DIRECTIONS FOR THIS TASK:
Only these lines should appear, exactly: the one containing "Would you kindly point to the stone wall" and every line after it through the end of the material below.

RAW DATA:
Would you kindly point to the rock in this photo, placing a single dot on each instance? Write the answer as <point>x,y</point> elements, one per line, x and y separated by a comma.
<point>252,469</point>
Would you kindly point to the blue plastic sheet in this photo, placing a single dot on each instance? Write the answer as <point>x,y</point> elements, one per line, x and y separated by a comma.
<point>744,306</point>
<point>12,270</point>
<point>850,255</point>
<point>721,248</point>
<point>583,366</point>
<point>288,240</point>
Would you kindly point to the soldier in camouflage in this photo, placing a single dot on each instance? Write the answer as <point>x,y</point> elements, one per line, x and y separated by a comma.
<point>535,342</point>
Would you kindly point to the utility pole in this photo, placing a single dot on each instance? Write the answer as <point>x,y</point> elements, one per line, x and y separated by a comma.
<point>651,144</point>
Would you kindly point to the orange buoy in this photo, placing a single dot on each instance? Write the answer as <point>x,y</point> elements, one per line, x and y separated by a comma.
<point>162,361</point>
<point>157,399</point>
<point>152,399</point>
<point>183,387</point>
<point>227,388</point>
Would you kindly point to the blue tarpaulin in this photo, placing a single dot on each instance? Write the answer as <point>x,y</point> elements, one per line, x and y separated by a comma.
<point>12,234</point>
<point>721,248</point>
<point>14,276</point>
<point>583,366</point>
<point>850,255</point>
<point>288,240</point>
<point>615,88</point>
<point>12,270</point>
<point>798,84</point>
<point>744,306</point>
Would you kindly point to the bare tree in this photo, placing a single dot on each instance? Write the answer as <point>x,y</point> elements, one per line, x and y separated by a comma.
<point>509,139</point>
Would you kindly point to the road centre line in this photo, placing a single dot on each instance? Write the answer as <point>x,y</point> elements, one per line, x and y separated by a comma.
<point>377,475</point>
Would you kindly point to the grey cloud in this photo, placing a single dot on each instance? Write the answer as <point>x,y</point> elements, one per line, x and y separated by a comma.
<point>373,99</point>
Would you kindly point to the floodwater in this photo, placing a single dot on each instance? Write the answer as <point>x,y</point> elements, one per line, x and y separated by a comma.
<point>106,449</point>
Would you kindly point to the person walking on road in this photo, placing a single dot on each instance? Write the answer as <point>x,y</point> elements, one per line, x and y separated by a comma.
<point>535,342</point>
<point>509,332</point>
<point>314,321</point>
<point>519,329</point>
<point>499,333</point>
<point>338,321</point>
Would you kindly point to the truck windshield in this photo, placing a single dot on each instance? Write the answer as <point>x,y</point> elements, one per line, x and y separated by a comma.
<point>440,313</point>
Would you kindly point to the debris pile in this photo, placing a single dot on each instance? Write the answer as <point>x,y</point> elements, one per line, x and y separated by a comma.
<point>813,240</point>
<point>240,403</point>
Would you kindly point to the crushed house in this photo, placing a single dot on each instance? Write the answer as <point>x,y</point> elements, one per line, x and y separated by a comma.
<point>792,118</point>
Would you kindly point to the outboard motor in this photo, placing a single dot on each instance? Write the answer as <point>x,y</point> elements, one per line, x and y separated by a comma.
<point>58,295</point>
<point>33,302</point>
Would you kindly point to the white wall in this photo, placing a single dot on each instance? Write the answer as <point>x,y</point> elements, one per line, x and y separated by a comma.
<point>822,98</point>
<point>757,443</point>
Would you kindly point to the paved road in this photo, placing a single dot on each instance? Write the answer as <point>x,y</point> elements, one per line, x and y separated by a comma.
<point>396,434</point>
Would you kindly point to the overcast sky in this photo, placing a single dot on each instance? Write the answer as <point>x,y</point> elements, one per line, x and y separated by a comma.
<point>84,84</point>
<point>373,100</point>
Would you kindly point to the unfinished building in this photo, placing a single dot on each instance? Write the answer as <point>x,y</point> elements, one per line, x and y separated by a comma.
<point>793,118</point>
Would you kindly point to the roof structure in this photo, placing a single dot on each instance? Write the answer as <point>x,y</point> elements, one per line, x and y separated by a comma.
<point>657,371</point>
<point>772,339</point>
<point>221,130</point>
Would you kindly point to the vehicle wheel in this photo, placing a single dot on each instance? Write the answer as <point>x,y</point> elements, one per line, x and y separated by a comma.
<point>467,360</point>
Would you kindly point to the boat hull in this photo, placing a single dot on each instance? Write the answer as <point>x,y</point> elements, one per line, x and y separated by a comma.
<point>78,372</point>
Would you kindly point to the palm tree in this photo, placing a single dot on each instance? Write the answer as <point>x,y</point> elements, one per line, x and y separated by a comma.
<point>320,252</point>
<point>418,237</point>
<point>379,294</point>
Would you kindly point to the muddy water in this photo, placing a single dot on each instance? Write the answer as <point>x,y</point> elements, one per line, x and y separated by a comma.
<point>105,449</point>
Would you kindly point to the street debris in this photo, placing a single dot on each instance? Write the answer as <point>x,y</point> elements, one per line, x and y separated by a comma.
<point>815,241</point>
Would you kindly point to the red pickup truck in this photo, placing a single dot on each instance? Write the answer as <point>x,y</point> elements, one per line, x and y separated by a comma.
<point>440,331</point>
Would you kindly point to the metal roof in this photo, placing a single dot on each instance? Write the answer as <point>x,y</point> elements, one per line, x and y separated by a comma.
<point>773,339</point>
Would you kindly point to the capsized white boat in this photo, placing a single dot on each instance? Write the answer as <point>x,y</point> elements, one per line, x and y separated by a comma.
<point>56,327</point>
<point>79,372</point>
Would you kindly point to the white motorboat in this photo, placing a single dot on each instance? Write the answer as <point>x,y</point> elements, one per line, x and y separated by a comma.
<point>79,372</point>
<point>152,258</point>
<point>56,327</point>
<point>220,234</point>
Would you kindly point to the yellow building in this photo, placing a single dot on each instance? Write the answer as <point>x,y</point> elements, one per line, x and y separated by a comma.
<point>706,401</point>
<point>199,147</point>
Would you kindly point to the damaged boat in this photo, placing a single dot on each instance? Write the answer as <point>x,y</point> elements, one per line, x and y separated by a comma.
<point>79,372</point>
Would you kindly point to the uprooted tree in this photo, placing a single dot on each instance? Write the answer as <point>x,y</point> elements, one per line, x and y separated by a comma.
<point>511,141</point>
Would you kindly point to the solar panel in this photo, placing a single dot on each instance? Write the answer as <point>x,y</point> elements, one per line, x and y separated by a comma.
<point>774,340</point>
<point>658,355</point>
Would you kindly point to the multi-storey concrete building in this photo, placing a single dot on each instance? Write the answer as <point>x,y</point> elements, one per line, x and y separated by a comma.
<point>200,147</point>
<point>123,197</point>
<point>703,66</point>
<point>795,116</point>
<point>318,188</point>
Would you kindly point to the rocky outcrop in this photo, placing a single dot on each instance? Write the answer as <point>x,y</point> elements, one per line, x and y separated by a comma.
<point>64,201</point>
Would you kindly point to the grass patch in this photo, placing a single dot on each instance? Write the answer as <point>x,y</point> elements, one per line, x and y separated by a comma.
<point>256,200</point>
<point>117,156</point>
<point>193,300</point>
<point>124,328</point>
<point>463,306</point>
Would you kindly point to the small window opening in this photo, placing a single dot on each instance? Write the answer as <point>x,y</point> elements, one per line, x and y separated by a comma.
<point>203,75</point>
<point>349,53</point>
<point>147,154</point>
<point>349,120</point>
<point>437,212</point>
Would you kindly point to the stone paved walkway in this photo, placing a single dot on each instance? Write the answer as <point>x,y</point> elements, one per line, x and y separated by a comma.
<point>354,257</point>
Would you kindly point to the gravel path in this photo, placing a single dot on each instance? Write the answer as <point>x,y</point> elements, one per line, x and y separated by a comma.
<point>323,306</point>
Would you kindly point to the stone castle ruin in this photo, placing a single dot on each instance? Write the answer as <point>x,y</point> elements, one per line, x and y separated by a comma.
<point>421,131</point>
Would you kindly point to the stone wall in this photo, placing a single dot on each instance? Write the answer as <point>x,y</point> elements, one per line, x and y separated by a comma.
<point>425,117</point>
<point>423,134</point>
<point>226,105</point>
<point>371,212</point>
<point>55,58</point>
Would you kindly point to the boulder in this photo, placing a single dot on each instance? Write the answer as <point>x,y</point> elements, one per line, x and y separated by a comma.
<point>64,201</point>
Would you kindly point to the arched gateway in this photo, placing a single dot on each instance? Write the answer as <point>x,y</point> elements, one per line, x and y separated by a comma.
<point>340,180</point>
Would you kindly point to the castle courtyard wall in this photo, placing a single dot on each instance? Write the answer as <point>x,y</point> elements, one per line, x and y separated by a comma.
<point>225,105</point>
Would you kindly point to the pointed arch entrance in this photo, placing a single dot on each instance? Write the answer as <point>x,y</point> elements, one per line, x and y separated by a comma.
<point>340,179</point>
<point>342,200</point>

SOLUTION TO THE EXERCISE:
Would you kindly point to the stone wall in this photo, placing a single dot on each instance? Write the answer as <point>x,y</point> elements, one per line, x and y separated by a comma.
<point>425,117</point>
<point>423,134</point>
<point>226,105</point>
<point>371,212</point>
<point>55,58</point>
Would you kindly point to the boulder in this photo, placing a single dot on each instance? Write the answer as <point>x,y</point> elements, one per line, x and y separated by a comma.
<point>64,201</point>
Would you kindly point to the arched gateway in this photo, placing a single dot on each instance? Write the answer as <point>x,y</point> elements, one per line, x and y separated by a comma.
<point>340,180</point>
Would you kindly point to the castle courtyard wall in this photo, placing a single dot on each instance? Write the answer as <point>x,y</point> elements, one per line, x and y separated by a comma.
<point>225,105</point>
Would you kindly point to the pointed arch entrance in this photo, placing a single dot on each instance? Write the answer as <point>x,y</point> elements, one per line, x and y separated by a comma.
<point>340,179</point>
<point>342,200</point>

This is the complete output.